Army accelerates digital transformation

By Amy Walker, Project Manager Tactical Network, PEO C3T, public affairsDecember 12, 2022

Army accelerates digital transformation
The Hon. Gabe Camarillo, Under Secretary of the Army, delivered the opening keynote address during the Capability Set (CS) Technical Exchange Meeting 9 (TEM9) with industry, in Nashville, on Dec. 7, 2022, where he discussed the Army’s innovative acquisition process improvements and new development and business models that are helping the service deliver a unified network that can adapt to changing operational landscapes and threats. (Photo Credit: U.S. Army photo by Amy Walker) VIEW ORIGINAL

NASHVILLE, Tenn. — The Army is building on its network modernization foundation to holistically enhance acquisition agility and the rapid integration of disruptive network technologies.

Innovative acquisition process improvements, such as an ongoing capability portfolio review, or CPR, as well as new development and business models, are helping the service to deliver a unified network that can adapt to changing operational landscapes and threats, said Army leaders during last week’s Capability Set Technical Exchange Meeting 9 with industry, in Nashville.

"The pace of technological change will continue to accelerate," said the Hon. Gabe Camarillo, Under Secretary of the Army, during his opening keynote address. "Fielding the Army of 2030, which is aligned to our National Defense Strategy, will require us to face this challenge by accelerating digital transformation and the modernization of our network … to help us maintain that decisive overmatch against potential adversaries in the future. So, we're making targeted investments in the processes, technologies and skill sets that will accelerate our transformation.”

Camarillo said that the Army’s digital transformation will link enterprise and tactical networks, unleash data from embedded data silos, enable the secure and effective transport of data anywhere that its needed, and use modern software and software development practices and network architectures to truly enable joint operations. As part of a common transport layer, the Army is integrating and unifying current and emerging network components, common services, terrestrial systems, satellite communications and tactical radios to give warfighters a resilient transport agnostic means of communication.

OPERATIONAL LANDSCAPE CHALLENGES

The Army faces two fundamental transformational challenges, according to Camarillo. First, the service is rapidly transforming to meet challenging landscapes after two decades of counterinsurgency and counterterrorism operations, shifting to large scale combat operations that rely on modernized maneuver capabilities. Second, the Army is implementing a secure and resilient network to transmit critical data within those continually evolving and complex operational landscapes.

During the Technical Exchange Meeting 9 Warfighting Panel, Lt. Gen. Xavier Brunson, I Corps Commanding General, said that he is working to overcome the unique data exchange obstacles in the Indo-Pacific area of responsibility.

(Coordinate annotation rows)
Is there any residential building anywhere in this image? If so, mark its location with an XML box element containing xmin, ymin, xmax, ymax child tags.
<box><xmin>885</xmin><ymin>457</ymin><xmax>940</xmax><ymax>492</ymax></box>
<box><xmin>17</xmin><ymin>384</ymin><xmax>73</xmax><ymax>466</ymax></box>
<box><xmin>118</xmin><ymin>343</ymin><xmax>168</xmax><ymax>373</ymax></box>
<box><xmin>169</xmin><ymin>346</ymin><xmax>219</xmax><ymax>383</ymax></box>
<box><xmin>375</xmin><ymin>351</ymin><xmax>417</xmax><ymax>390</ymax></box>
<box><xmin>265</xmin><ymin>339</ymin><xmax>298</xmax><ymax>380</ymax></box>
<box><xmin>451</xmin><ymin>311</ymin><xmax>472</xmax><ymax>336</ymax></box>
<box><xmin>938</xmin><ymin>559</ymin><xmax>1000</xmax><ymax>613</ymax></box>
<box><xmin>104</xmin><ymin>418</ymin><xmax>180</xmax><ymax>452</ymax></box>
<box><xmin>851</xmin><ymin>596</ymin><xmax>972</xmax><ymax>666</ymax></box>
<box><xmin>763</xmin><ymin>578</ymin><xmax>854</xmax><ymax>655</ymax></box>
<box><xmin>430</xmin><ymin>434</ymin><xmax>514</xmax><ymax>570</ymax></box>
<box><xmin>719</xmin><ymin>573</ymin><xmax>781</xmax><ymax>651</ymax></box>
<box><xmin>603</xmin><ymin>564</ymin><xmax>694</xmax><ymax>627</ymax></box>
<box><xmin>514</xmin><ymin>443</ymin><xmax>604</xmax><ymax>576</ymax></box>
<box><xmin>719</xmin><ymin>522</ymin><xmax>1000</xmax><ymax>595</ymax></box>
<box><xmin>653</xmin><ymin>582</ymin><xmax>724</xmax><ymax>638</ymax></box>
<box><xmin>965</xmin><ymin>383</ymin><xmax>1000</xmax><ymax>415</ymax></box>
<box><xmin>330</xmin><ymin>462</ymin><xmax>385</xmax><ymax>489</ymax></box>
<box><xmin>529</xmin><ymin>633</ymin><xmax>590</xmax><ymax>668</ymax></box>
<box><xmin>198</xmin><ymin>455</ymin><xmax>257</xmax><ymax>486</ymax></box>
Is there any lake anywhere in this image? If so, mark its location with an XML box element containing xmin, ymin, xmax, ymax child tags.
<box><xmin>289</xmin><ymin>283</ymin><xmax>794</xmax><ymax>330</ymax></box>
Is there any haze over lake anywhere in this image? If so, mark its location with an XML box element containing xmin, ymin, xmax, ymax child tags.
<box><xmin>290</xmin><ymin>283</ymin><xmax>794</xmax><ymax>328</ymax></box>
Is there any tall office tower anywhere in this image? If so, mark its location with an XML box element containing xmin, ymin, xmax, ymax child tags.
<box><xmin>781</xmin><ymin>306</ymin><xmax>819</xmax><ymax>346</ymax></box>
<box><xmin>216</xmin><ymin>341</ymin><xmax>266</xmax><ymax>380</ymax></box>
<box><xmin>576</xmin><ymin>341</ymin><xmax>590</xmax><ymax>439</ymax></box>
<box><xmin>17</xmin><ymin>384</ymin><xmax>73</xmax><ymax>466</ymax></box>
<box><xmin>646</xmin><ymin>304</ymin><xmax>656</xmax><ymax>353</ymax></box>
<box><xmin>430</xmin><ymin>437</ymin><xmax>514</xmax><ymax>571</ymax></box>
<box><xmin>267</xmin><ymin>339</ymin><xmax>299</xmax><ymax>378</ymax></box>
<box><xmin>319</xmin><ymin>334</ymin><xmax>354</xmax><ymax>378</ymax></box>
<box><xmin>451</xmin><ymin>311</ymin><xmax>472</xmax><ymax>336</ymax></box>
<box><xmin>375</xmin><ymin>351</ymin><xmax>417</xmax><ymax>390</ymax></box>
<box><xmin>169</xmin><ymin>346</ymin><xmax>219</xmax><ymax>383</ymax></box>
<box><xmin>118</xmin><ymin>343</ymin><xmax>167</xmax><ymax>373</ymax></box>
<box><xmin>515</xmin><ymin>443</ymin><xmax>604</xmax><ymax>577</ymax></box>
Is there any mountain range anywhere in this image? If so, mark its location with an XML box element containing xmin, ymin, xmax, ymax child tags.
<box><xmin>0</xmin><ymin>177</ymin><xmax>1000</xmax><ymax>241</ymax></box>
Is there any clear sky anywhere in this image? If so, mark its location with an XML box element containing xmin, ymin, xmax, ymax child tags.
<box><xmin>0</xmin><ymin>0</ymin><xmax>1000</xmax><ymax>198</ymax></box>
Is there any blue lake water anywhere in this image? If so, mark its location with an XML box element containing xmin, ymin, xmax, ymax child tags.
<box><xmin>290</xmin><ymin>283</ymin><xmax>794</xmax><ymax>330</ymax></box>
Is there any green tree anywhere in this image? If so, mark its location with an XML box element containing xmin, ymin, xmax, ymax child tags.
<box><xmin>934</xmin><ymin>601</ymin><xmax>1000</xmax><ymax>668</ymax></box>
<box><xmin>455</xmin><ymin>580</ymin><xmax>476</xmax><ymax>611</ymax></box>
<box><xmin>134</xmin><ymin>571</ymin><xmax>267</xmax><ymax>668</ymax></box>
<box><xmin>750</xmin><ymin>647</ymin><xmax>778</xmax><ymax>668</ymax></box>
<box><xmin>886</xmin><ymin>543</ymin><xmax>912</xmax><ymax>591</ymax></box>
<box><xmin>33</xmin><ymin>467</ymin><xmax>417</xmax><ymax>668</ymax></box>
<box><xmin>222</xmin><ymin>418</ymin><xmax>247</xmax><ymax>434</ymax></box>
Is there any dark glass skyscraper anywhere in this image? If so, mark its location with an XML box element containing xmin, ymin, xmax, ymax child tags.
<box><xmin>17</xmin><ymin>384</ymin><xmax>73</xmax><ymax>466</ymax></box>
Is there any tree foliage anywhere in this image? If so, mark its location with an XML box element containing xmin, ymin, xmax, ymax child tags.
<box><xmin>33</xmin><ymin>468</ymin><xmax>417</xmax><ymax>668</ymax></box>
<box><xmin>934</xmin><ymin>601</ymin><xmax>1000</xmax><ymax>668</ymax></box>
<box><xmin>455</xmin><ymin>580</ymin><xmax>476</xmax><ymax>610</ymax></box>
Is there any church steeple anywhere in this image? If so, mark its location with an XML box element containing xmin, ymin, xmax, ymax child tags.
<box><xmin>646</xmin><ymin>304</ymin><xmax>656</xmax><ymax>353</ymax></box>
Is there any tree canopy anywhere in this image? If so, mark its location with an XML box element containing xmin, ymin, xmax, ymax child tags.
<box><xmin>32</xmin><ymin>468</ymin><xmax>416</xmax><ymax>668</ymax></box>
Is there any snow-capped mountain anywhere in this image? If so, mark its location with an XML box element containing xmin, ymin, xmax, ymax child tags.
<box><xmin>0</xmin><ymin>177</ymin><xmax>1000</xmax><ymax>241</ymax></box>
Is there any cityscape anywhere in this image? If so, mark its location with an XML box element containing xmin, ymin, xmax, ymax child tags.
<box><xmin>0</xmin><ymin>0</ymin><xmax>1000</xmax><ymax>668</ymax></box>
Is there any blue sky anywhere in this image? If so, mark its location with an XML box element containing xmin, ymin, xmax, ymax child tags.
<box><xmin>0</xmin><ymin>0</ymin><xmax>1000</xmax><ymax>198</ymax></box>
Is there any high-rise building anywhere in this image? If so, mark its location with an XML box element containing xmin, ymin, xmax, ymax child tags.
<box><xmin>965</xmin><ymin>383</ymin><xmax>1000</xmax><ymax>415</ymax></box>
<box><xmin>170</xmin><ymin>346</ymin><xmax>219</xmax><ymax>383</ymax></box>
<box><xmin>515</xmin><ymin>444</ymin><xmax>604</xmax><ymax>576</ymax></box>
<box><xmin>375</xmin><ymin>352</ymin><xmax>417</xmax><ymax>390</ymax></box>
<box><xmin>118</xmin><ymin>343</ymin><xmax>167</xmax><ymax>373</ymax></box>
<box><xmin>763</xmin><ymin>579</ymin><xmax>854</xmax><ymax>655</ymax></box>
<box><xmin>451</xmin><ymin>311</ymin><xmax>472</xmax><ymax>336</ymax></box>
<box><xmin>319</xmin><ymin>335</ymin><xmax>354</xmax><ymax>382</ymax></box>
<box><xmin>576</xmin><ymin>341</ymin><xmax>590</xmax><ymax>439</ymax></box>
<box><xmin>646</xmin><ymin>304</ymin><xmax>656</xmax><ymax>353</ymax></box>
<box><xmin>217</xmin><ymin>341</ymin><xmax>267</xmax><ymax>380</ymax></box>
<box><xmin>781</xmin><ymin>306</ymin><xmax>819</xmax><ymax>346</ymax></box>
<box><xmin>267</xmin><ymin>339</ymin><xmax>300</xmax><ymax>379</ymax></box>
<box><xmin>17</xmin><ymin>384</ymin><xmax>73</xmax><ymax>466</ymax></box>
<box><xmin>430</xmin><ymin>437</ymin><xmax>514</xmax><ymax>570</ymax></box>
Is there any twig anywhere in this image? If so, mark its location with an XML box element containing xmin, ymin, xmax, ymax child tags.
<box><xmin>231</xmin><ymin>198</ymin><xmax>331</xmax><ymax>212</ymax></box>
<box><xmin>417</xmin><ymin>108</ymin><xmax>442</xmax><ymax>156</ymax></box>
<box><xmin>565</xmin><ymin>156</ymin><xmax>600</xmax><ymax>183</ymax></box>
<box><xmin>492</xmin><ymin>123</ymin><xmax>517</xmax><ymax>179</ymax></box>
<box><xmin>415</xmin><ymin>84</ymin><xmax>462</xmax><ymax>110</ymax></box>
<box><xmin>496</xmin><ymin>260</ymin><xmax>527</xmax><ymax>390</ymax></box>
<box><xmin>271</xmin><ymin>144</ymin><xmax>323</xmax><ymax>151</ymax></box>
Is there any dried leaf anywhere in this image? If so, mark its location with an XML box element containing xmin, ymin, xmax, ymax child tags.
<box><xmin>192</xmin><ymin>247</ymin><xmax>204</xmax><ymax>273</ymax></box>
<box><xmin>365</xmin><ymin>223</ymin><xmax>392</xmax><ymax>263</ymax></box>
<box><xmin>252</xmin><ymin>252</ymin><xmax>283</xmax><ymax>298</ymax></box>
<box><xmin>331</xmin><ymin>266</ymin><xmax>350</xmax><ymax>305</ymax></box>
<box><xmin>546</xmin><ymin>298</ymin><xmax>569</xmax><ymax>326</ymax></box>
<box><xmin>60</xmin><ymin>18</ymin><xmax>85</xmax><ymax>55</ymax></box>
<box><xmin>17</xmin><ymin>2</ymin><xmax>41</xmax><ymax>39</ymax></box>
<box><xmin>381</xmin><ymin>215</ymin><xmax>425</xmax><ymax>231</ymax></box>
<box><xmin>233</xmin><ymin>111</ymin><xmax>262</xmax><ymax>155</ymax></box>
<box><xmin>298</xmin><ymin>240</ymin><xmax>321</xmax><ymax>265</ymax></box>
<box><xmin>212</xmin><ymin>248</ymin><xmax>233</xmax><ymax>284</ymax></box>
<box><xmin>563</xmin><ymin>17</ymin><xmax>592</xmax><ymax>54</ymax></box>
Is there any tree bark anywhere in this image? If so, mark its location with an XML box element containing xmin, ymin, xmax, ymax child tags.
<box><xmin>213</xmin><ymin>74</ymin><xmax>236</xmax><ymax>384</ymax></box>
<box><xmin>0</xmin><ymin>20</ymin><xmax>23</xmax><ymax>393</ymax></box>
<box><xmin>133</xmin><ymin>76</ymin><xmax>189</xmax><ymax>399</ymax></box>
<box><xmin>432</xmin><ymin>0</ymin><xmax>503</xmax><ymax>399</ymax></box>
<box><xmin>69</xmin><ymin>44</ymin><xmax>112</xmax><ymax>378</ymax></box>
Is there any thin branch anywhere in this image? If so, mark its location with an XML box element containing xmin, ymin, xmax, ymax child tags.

Objectives
a) Which rows contain the string "mountain", with case counting? Extract each of those rows in full.
b) Can you resume the article on the Army's digital transformation, picking up right after its last sentence?

Answers by task
a)
Is there any mountain range anywhere in this image? If so, mark its location with an XML box element containing xmin, ymin, xmax, ymax child tags.
Is there any snow-capped mountain anywhere in this image? If so, mark its location with an XML box element containing xmin, ymin, xmax, ymax child tags.

b)
“I must provide the Joint Force Commander with options, in an operational environment that includes a near peer adversary, great physical distances, and harsh geographic conditions that challenge the Army’s ability to operate across all domains and warfighting functions,” Brunson said. “Our ability to conduct distributed command and control in the Indo Pacific theater requires access to joint partner resources wherever they reside globally. I require a diverse, assured, resilient and agnostic transport that is inherently joint, reasonably agnostic and optimized for distributed operations.”

Army accelerates digital transformation
Soldiers with 325th Brigade Support Battalion, 3rd Infantry Brigade Combat Team, 25th Infantry Division working behind the scenes to resource their teammates across the island at Joint Pacific Multinational Readiness Center, in Hawaii, in November 2022. (Photo Credit: U.S. Army photo) VIEW ORIGINAL
LEVERAGING GLOBAL OPERATIONS AS LAB

As part of efforts to accelerate digital transformation, Camillo said that the Army is changing the way it develops, tests and deploys its systems to become faster, much more agile and responsive, taking advantage of all available acquisition pathways and authorities created in the last few years. To inform acquisition strategies and quickly integrate new technologies, the Army will accelerate experimentation, quickly prototype capabilities and leverage real-world operational exercise experimentation globally to de-risk programs — such as distributed command and control and tactical cloud capabilities; high-throughput, low latency multi-orbit multi-band capabilities; and automatic primary, alternate, continency and emergency communications plans.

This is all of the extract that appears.